## Start Supplied data

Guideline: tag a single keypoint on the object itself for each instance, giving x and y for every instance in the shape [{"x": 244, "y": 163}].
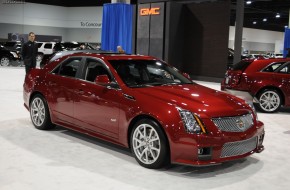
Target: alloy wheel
[
  {"x": 37, "y": 111},
  {"x": 146, "y": 144},
  {"x": 270, "y": 101},
  {"x": 4, "y": 61}
]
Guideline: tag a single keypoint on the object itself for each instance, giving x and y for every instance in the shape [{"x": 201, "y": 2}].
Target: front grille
[
  {"x": 238, "y": 147},
  {"x": 234, "y": 124}
]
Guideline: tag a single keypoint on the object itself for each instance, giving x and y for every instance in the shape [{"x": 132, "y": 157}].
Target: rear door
[
  {"x": 282, "y": 77},
  {"x": 61, "y": 88},
  {"x": 96, "y": 106}
]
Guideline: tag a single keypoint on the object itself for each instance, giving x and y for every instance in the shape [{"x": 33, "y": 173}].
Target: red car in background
[
  {"x": 267, "y": 81},
  {"x": 144, "y": 104}
]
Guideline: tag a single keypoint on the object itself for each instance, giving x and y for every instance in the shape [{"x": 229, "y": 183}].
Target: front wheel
[
  {"x": 39, "y": 113},
  {"x": 269, "y": 101},
  {"x": 4, "y": 61},
  {"x": 149, "y": 144}
]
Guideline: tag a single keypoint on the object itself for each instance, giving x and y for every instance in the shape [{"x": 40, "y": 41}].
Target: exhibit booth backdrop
[{"x": 117, "y": 27}]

## End Supplied data

Request | Repeat the material above word for word, please, apart from its images.

Exercise answer |
Guideline: tag a single keypoint on the object itself for each instance, giving x and y for every instance in the shape [{"x": 244, "y": 163}].
Target: alloy wheel
[
  {"x": 37, "y": 111},
  {"x": 146, "y": 144},
  {"x": 270, "y": 101},
  {"x": 4, "y": 61}
]
Guideline: tag a single keypoint on the object itself for each instance, giving x and y for every instance in the shape [{"x": 201, "y": 2}].
Target: front grille
[
  {"x": 238, "y": 147},
  {"x": 234, "y": 124}
]
Guideline: tag a single keypoint on the object itself for each instance, giving x and y for every instance in the shape [{"x": 132, "y": 157}].
Target: rear door
[
  {"x": 282, "y": 77},
  {"x": 61, "y": 88},
  {"x": 96, "y": 106}
]
Guideline: tag a single keypoint on the object itself for each instance, giving x and y for every instance in the shape [{"x": 33, "y": 173}].
Target: red car in background
[
  {"x": 267, "y": 81},
  {"x": 144, "y": 104}
]
Guideline: tag a single keypoint on the object itself for each instance, giving x and y for every instance in the shape [{"x": 229, "y": 183}].
Target: front wheel
[
  {"x": 39, "y": 113},
  {"x": 269, "y": 101},
  {"x": 4, "y": 61},
  {"x": 149, "y": 144}
]
Guideline: tag a single keypoint on the object itself for each instance, giving x and y for every instance in the shape [{"x": 40, "y": 41}].
Target: exhibit booth backdrop
[{"x": 117, "y": 27}]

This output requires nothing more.